8.3.14

A Santificação e a Batalha Cristã

O apóstolo Paulo tinha tão próxima a comunhão de coração com o Cristo vivo que ele podia testificar: “Porque para mim o viver é Cristo” (Fil. 1:21), e “Estou crucificado com Cristo; logo, já não sou eu quem vive, mas Cristo vive em mim; e esse viver que, agora, tenho na carne, vivo pela fé no Filho de Deus, que me amou e a si mesmo se entregou por mim.” (Gál. 2:20).

Com este profundo testemunho o apóstolo toca sobre a luta interna do cristão, que ele também já conhece por si mesmo (1Cor. 9:27), e que ele desenvolve mais plenamente em Gál. 5:16-24 e Rom. 7:14-25.

→ LINHAS APRESENTADAS
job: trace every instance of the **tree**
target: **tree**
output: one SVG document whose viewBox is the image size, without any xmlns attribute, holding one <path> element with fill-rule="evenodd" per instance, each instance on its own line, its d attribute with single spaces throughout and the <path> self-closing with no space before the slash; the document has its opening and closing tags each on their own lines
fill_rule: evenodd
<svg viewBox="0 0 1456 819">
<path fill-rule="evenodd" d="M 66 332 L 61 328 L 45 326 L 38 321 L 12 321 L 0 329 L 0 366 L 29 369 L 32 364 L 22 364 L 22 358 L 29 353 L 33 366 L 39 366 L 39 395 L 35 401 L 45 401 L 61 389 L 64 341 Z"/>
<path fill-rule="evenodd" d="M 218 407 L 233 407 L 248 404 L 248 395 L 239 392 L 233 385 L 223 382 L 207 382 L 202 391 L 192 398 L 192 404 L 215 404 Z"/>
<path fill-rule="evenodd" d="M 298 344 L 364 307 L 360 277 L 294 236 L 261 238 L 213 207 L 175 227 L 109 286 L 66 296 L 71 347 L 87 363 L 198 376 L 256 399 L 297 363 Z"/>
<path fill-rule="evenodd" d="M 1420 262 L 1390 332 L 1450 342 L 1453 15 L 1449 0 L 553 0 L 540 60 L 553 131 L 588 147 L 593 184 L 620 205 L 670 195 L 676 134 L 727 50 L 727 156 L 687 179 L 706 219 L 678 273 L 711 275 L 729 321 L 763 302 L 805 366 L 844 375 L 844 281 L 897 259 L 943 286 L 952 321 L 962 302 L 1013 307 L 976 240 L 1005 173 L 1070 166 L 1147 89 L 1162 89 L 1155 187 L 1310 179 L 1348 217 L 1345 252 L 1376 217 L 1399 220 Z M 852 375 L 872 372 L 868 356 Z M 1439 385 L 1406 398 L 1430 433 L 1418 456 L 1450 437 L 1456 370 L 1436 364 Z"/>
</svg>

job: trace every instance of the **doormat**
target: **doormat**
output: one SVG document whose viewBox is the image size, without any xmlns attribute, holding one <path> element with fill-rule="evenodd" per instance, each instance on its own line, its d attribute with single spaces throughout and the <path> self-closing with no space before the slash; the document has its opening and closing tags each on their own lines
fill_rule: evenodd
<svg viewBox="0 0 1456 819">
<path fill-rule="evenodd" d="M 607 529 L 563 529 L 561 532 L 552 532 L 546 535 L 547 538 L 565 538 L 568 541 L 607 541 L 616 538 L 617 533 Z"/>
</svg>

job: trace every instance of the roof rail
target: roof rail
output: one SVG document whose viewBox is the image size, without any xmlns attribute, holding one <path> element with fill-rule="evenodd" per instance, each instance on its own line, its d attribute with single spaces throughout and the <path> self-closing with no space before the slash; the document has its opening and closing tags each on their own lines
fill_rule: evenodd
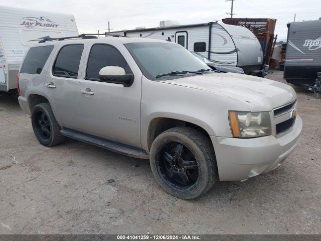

→ TAREFA ESCRITA
Dê continuidade ao texto sobre a santificação e a batalha cristã, começando logo após a última frase apresentada.

→ RESPOSTA AO PROBLEMA
Primeiro de tudo, é essencial notar a voz passiva na confissão de Paulo: “Eu tenho sido crucificado com Cristo” (Gál. 2:19). Com isto, Paulo se refere ao seu batismo na morte histórica de Cristo sobre a Cruz. Legalmente, diante de Deus, diante de Sua santa Lei, o apóstolo diz: “Eu estou morto, ‘já não sou eu quem
vive’ (Gál. 2:20)”. Paulo significa por seu “eu” morto, o seu eu centralizado, o ego natural. Ele também chama isso de “o velho homem” ou “natureza” (Col. 3:9; Efé. 4:22), “a carne com suas paixões e desejos” (Gál. 5:24); ou simplesmente, “a carne” (Rom. 7:5). Paulo não diz que o seu “eu” estava inclinado à morte, ou beirando à morte, mas ele tinha sido “crucificado”, o que indica um prolongado processo de morte. Embora alguém crucificado era legalmente morto e exterminado, na realidade tal pessoa poderia viver por vários dias e noites sobre a cruz, mas em sofrimentos e agonias crescentes.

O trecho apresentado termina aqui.